Because you didn't post v2 of that patch, I guess. :)

>> diff --git a/arch/x86/kvm/x86.c b/arch/x86/kvm/x86.c
>> index 87d3cb901935..0e846f0cb83b 100644
>> --- a/arch/x86/kvm/x86.c
>> +++ b/arch/x86/kvm/x86.c
>> @@ -5313,6 +5313,8 @@ static void init_emulate_ctxt(struct kvm_vcpu *vcpu)
>>         kvm_x86_ops->get_cs_db_l_bits(vcpu, &cs_db, &cs_l);
>>
>>         ctxt->eflags = kvm_get_rflags(vcpu);
>> +       ctxt->tf = (ctxt->eflags & X86_EFLAGS_TF) != 0;
>> +
>
> I guess this is used for "the sysret is executed the #DB is taken "as
> if" the syscall insn just completed", however, there is no sysret
> emulation, so how the #DB is taken after the sysret?

No, it's used for instructions other than syscall and sysret:

> +               if (r == EMULATE_DONE &&
> +                   (ctxt->tf || (vcpu->guest_debug & KVM_GUESTDBG_SINGLESTEP)))
> +                       kvm_vcpu_do_singlestep(vcpu, &r);

syscall (and sysret if it were emulated) overwrite ctxt->tf with the
value of TF at the end of the instruction.  Other instructions don't, so
that singlestep depends on EFLAGS.TF before the instruction is executed.

Paolo
Wanpeng Li June 27, 2017, 9:50 a.m. UTC | #3
2017-06-27 16:20 GMT+08:00 Paolo Bonzini <pbonzini@redhat.com>:
>
>
> On 27/06/2017 05:41, Wanpeng Li wrote:
>>> KVM emulates syscall so that it can trap 32-bit syscall on Intel processors.
>>
>> We have a discussion to not expose syscall/sysret to Intel 32-bit
>> guest two years ago. https://lkml.org/lkml/2015/11/19/225 The
>> syscall/sysret just makes sense against long mode instead of

s/long mode/64-bit mode

>> compatibility/legacy mode of Intel CPU. We will get a #UD in 32-bit
>> guest, and syscall emulation is introduced by commit 66bb2ccd (KVM:
>> x86 emulator: add syscall emulation) to handle it. So why we still
>> expose syscall/sysret to Intel 32-bit guest?

**Task requirements:**
**A)** Answer these from the KVM thread, one per line:
(i) Which commit introduced syscall emulation?
(ii) What does the correction "s/long mode/64-bit mode" replace "long mode" with?
(iii) Which file does the diff change?
**B)** List every function name in the code of the KVM thread that is directly followed by an opening parenthesis.
**C)** Write out the KVM thread word for word from "Because you didn't" to "init_emulate_ctxt(struct kvm_vcpu *vcpu)".

**Recorded information:**
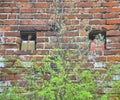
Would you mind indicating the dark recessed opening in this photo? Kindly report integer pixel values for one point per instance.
(97, 40)
(28, 40)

**Answers to the exercise:**
**A)**
(i) 66bb2ccd (KVM: x86 emulator: add syscall emulation)
(ii) 64-bit mode
(iii) arch/x86/kvm/x86.c

**B)**
init_emulate_ctxt
get_cs_db_l_bits
kvm_get_rflags
kvm_vcpu_do_singlestep

**C)**
Because you didn't post v2 of that patch, I guess. :)

>> diff --git a/arch/x86/kvm/x86.c b/arch/x86/kvm/x86.c
>> index 87d3cb901935..0e846f0cb83b 100644
>> --- a/arch/x86/kvm/x86.c
>> +++ b/arch/x86/kvm/x86.c
>> @@ -5313,6 +5313,8 @@ static void init_emulate_ctxt(struct kvm_vcpu *vcpu)